> Source extract
740.00119 Control (Germany)/7–448: Telegram
The United States Political Adviser for Germany (Murphy) to the Embassy in France
309. Personal for Caffery. Your 395, July 3, second paragraph.1 Chauvel seems to be laboring under some misapprehension regarding meeting of four commanders-in-chief. Meeting was arranged in complete agreement among the three west representatives who also agreed on the joint report of the meeting, the text of which follows for your personal information:
“Generals Robertson, Noiret and Clay visited Marshal Sokolovsky at his headquarters at 1700 hours by appointment. We were met with courtesy. General Clay opened the conversation by stating that the three west military governors were concerned over the transport situation into Berlin. We have been flying all of our supplies in for some days, and this is indeed a serious situation. We therefore determined to meet with Marshal Sokolovsky to frankly discuss the transport situation. General Clay pointed out further that we wished to be advised as to what we could expect with respect to the resumption of traffic.
General Robertson then stated that he wished to speak in connection with his exchange of notes with Marshal Sokolovsky in which the [Page 949]latter had stated the traffic was held up due to technical difficulties.2 This had continued for ten days and it should now be possible for Marshal Sokolovsky to know what the technical difficulties were and he should be able now to assure us that traffic could be resumed at an early date, and when General Robertson pointed out further the seriousness of the present situation to the German population Berlin, and also the increased effect of the blockade on public opinion. He further drew attention to the fact that no alternative routes had been made available.
Marshal Sokolovsky in his opening remarks stated that General Robertson had raised the question which was important to us and wanted it treated alone, whereas there were other questions which were important to him. Marshal Sokolovsky then made a significant remark to the effect that he had never said that traffic on the railway was held up for other than technical reasons, and that these technical reasons still applied although he could not foretell what further developments might be. Marshal Sokolovsky then went into a fairly lengthy explanation of how the Western Allies had created economic disorders in the Soviet zone which made it impossible to provide alternative routes. Marshal Sokolovsky then stated that these economic disorders had been created by the London Conference at which he was not a party and therefore he could not be blamed for the results which should have been foreseen by those engaged in the London Conference. This is of considerable significance because Marshal Sokolovsky made no special reference to the currency situation in speaking of the conditions at Berlin which made it difficult for him to answer our questions, and thus for the first time related the Berlin situation to the London Conference as a whole. He made it quite clear that he was not prepared to answer any question on the resumption of traffic unless the results of the London Conference were also to be discussed. General Robertson specifically attempted to pin him down on this question. In reply, Marshal Sokolovsky again referred to the technical difficulties the railway but without specifically answering General Robertson’s question, accepted the latter’s interpretation that the question of transport was related to the total German problem. In view of these statements, General Robertson stated that Marshal Sokolovsky had raised very broad questions indeed and therefore he has nothing more to say.

> Brief 1
Copy out the rows from the one containing "trim in the intersection above." through the last row, switching "window trim" to "door trim" and leaving everything else unchanged.

> Data shown
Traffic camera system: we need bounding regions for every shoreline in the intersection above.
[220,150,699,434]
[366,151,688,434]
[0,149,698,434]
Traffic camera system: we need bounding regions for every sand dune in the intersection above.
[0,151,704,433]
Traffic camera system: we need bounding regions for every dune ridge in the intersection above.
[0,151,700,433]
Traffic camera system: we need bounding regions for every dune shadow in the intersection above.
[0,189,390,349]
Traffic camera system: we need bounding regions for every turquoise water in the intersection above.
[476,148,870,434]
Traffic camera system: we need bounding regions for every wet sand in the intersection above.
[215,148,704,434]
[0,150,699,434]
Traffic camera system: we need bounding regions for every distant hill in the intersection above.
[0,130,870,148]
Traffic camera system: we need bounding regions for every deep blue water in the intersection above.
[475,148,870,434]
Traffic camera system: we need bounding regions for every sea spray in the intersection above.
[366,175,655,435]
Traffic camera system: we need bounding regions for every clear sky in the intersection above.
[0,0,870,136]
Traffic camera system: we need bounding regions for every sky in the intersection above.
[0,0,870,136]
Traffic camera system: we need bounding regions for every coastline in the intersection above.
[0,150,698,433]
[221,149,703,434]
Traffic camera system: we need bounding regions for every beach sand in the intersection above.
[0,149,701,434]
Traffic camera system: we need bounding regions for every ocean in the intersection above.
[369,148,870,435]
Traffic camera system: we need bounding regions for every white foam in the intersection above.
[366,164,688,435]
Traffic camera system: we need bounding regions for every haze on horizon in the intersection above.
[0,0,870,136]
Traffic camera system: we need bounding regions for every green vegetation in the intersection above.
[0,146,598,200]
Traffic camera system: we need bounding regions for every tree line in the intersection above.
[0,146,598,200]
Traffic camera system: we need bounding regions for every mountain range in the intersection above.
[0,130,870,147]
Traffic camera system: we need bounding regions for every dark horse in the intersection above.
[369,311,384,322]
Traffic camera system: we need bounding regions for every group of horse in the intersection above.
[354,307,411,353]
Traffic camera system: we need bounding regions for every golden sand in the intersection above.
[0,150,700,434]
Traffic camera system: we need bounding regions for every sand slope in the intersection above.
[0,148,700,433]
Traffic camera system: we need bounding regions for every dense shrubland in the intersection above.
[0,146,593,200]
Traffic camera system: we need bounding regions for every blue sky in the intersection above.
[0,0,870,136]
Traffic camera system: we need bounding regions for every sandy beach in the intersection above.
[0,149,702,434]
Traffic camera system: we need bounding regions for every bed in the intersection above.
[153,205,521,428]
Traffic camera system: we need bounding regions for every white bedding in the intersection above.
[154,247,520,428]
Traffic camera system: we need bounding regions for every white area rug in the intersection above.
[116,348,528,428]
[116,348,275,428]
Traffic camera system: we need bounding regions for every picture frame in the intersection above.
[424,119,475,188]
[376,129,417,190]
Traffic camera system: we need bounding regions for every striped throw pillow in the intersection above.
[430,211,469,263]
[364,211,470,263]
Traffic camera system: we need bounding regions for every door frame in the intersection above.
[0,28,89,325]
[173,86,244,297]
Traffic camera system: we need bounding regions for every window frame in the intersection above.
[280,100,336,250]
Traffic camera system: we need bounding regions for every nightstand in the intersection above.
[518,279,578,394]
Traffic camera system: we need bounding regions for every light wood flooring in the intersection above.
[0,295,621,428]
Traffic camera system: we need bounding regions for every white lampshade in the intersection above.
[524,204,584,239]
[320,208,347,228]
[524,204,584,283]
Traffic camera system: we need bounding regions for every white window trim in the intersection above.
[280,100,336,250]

> Brief 2
According to the telegram, at what time did Generals Robertson, Noiret and Clay visit Marshal Sokolovsky at his headquarters?

> Right answer 1
Traffic camera system: we need bounding regions for every white door trim in the intersection above.
[280,100,336,250]

> Right answer 2
At 1700 hours.